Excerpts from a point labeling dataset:
────────
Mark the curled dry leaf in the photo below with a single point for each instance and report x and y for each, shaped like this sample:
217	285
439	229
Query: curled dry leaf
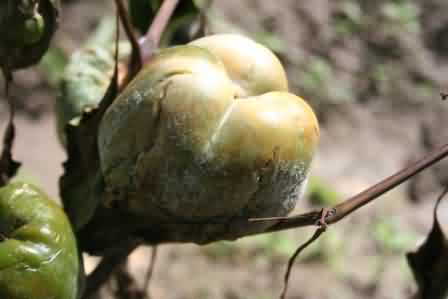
429	263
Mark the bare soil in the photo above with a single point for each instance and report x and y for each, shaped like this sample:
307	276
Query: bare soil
365	137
────────
* [What to work on] Copy out every line of the data above word for word, leaving the pictures out.

* [Output]
Mark the curled dry leaf in the photo below with a single point for each instance and report x and y for each, shaped like this sample:
217	285
439	229
Query: curled dry leaf
429	263
Mark the bare soil in the photo above with a single point for each instance and report x and y for each, shaped like this sample:
307	276
Query: bare soil
365	137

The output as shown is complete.